-- EXERCISE MATERIALS follows --

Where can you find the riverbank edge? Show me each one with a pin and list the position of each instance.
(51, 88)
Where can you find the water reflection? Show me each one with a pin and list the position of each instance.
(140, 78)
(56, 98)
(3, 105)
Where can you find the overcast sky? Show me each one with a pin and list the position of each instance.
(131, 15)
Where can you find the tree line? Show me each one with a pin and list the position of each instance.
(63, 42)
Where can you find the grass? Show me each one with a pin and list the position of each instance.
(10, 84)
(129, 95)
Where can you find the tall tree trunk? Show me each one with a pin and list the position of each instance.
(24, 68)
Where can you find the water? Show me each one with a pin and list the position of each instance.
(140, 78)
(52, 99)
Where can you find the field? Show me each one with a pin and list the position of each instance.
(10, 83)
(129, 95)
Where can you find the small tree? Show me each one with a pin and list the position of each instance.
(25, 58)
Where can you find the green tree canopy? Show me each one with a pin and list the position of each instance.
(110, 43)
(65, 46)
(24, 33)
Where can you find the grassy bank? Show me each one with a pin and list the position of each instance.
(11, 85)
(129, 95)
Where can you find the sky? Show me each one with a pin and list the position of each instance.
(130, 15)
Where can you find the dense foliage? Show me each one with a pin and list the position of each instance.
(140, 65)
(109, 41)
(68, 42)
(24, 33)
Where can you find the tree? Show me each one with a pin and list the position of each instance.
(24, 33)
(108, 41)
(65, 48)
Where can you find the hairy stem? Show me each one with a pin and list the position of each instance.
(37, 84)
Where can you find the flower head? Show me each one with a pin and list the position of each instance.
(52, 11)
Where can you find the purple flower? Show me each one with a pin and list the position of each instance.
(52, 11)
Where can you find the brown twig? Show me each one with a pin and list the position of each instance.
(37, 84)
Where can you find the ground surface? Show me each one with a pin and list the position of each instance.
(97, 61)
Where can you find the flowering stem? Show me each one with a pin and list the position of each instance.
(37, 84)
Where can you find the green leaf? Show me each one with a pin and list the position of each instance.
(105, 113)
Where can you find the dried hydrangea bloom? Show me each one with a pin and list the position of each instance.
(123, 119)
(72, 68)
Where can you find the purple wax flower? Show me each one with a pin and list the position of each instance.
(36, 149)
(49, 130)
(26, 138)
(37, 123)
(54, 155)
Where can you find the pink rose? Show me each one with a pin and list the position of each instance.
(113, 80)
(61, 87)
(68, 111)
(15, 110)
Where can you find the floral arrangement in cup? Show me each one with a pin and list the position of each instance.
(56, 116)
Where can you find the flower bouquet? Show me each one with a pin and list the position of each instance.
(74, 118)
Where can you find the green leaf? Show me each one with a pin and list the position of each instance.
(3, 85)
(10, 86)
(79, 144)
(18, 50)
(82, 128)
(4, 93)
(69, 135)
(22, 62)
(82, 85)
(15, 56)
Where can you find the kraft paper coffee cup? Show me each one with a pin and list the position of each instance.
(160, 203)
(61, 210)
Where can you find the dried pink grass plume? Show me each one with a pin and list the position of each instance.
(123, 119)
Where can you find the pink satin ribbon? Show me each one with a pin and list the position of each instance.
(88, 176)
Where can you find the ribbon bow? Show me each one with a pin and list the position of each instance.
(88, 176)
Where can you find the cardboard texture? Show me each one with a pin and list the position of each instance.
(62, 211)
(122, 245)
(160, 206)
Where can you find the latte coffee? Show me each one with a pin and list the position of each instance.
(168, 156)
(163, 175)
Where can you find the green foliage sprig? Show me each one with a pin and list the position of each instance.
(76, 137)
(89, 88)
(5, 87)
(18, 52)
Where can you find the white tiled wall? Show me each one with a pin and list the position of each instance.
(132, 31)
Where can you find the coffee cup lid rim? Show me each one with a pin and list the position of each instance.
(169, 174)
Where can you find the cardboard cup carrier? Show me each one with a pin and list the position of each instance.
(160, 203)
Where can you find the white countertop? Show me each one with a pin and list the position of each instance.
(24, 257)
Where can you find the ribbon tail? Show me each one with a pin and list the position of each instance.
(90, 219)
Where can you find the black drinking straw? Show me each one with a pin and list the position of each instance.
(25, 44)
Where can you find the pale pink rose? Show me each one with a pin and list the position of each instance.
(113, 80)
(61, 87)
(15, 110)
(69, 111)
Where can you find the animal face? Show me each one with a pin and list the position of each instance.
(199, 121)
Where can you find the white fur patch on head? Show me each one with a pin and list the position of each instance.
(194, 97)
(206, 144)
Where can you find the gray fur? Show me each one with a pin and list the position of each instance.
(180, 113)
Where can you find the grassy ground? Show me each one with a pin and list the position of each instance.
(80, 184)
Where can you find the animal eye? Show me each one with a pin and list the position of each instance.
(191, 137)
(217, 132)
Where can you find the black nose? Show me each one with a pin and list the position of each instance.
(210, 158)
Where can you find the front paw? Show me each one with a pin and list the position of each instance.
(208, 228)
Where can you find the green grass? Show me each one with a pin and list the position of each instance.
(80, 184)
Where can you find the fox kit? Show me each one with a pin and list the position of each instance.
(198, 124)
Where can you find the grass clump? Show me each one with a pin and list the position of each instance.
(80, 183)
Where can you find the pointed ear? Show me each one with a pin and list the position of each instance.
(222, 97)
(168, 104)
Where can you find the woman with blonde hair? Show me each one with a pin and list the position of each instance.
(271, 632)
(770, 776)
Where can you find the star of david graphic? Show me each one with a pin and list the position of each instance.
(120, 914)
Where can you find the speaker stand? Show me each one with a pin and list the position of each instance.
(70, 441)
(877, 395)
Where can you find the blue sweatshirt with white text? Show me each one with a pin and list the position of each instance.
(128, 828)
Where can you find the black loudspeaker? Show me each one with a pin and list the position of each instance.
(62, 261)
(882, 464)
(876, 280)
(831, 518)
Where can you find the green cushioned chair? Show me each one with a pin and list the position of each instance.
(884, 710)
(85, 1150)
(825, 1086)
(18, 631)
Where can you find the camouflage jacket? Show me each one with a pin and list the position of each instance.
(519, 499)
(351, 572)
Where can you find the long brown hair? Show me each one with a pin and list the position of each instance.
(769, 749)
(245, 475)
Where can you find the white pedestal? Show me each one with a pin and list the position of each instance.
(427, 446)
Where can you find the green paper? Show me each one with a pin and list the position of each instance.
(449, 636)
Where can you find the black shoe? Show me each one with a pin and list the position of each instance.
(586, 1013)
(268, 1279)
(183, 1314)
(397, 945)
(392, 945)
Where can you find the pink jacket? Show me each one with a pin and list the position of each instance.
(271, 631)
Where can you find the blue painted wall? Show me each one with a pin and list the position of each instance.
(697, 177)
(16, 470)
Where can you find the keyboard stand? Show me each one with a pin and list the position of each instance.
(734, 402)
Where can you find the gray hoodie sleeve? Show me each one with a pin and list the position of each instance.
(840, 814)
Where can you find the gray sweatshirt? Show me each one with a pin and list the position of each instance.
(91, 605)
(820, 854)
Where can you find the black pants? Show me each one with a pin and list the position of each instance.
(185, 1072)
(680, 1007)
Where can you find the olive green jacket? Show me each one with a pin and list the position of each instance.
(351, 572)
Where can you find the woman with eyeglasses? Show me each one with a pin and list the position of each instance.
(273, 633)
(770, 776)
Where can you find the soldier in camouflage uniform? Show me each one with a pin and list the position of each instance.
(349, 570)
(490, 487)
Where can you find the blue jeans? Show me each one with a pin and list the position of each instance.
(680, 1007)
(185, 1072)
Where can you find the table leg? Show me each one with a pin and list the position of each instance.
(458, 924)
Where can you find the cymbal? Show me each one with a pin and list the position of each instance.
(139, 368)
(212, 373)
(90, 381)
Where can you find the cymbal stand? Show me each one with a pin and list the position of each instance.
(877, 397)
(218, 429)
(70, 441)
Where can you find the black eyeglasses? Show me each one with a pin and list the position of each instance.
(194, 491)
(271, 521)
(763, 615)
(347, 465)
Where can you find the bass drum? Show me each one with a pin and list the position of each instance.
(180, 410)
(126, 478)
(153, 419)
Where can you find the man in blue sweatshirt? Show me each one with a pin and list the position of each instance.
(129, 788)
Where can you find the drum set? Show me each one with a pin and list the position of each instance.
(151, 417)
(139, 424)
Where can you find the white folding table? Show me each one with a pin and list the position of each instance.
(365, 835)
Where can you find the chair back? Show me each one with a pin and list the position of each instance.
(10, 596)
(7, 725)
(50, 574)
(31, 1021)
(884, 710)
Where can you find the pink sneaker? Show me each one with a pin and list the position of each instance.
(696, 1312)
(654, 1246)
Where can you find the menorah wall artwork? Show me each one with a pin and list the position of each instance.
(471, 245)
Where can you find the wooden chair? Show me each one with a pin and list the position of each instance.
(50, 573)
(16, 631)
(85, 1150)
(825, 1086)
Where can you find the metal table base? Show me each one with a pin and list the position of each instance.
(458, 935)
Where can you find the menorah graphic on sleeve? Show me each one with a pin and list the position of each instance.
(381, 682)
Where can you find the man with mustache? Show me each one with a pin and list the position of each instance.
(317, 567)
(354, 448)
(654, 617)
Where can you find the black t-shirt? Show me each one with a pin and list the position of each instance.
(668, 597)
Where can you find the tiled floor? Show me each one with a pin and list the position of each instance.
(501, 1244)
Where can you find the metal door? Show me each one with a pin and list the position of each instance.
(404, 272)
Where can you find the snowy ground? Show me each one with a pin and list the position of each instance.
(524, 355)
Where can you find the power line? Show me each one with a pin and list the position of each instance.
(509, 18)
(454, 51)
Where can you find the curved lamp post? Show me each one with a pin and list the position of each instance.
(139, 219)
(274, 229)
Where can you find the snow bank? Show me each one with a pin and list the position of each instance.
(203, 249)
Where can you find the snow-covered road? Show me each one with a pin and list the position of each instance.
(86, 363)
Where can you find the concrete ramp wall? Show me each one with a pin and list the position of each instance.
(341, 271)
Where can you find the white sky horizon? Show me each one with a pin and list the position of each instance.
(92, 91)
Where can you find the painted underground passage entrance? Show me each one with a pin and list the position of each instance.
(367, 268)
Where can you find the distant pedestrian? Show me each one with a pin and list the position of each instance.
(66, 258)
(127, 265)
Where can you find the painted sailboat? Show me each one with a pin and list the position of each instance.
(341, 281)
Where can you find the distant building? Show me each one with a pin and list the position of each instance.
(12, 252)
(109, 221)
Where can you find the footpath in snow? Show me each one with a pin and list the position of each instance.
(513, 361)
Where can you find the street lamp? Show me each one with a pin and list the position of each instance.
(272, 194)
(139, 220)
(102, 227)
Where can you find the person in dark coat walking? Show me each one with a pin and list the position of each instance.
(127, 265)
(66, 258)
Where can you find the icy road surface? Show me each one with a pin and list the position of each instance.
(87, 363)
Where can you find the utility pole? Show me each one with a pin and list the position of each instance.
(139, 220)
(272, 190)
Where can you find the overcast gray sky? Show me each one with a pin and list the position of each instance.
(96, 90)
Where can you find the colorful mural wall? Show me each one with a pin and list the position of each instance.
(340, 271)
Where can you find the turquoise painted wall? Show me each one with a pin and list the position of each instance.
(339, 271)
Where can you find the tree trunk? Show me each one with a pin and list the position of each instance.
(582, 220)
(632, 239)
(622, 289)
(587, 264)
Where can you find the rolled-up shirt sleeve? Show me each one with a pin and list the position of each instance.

-- EXERCISE MATERIALS concluded --

WHAT IS NEEDED:
Return only the lines running from the line with "Where can you find the turquoise" to the last line of the records, both included, exactly as written.

YOUR RESPONSE:
Where can you find the turquoise painted wall? Show me each one with a pin and list the position of each instance.
(339, 271)
Where can you find the tree trunk? Show me each one with a pin and list the position of each instance.
(582, 220)
(632, 239)
(622, 289)
(587, 264)
Where can you find the rolled-up shirt sleeve? Show me each one with a pin and list the position of each instance.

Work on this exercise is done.